GIVEN RECORDS —
━━━━━━━━━━
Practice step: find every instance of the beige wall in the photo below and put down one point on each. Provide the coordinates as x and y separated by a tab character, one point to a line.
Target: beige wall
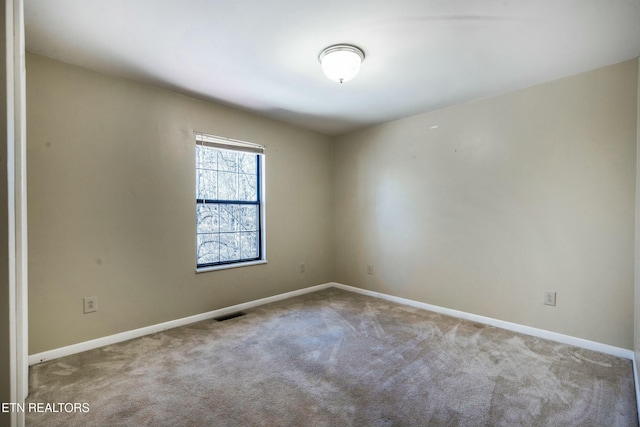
636	306
112	210
5	366
509	196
━━━━━━━━━━
Lay out every line of the material above as a JSON list of strings, one string per line, skipping blank lines. Leave the picture out.

CORRECT OUTPUT —
[
  "Practice step: find every instance of the beige wall in the photo below and put down one point on each. Provide the coordinates as x and y separated by a tab character, one point to a line.",
  "Target: beige wall",
  "636\t306",
  "112\t210",
  "5\t366",
  "509\t196"
]